• [Listing]:
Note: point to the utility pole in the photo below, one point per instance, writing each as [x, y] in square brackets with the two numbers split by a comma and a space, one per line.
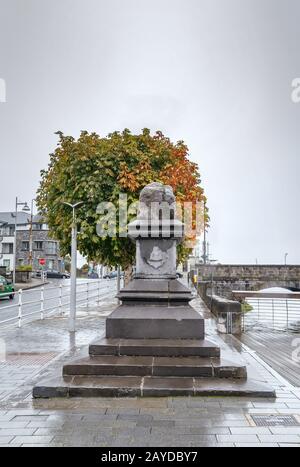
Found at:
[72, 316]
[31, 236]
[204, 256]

...

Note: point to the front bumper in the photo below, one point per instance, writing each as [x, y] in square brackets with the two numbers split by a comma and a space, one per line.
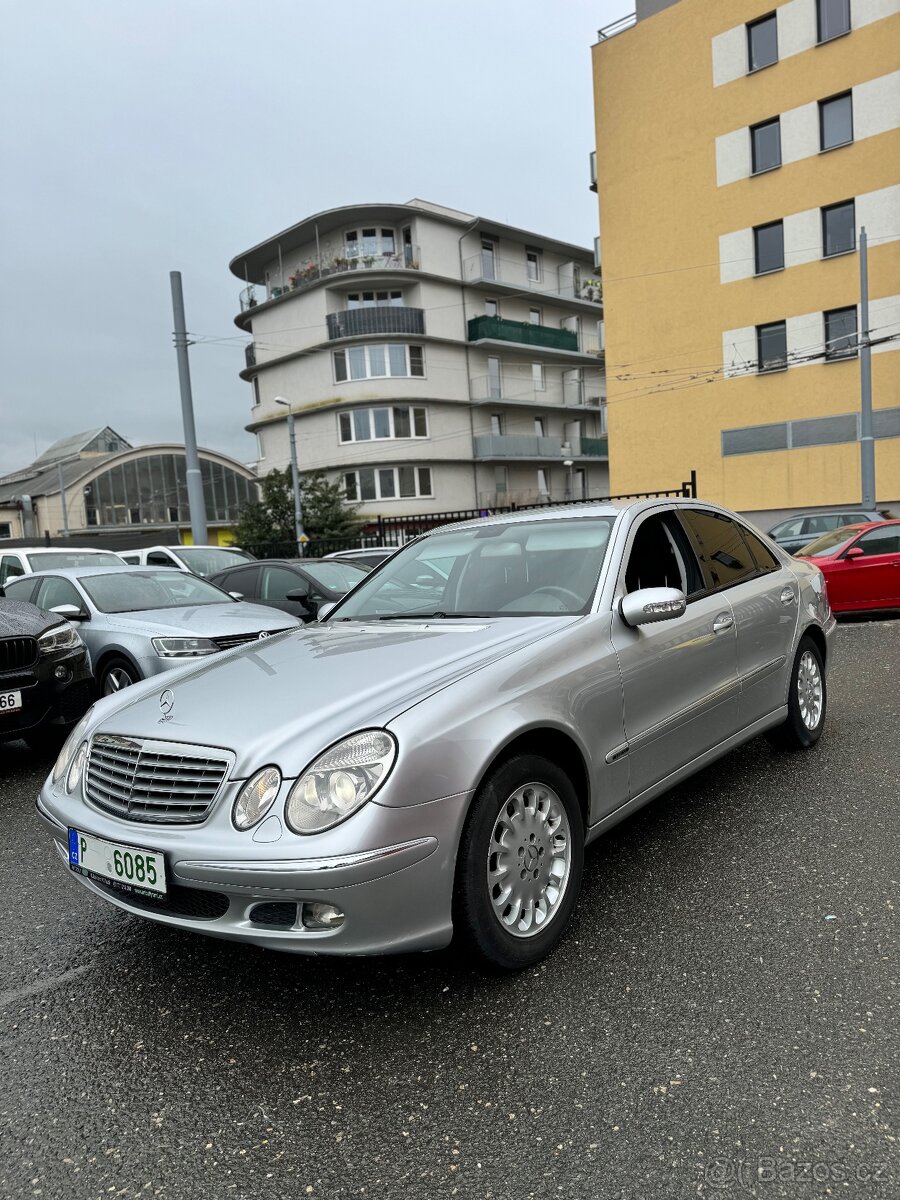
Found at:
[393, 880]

* * *

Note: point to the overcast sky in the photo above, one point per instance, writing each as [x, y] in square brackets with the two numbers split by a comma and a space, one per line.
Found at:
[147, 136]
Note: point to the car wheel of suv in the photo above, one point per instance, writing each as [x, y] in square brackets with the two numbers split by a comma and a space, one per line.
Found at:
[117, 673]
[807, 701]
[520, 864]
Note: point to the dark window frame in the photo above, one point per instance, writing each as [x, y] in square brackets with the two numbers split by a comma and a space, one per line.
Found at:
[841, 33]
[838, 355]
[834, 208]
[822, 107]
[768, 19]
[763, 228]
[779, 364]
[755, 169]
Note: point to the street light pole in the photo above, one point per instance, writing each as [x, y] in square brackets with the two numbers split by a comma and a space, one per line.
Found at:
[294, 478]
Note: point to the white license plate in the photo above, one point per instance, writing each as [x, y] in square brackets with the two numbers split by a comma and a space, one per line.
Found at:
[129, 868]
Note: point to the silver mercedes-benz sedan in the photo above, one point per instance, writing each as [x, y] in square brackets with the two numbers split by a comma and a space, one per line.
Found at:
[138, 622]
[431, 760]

• [Problem details]: Copy out, in full, every line from the items above that contains the word "below".

• [Response for this exercise]:
Note: point to the utility pole in the photo below, one point per instance, writing each as [x, y] in square brackets with the two numbers split by a comma and a space, one per line.
Note: point to the front bumper in the photo below, one point per instance, writing each as [x, y] in square brackets with the two numbers split by a comma and a space, one per line.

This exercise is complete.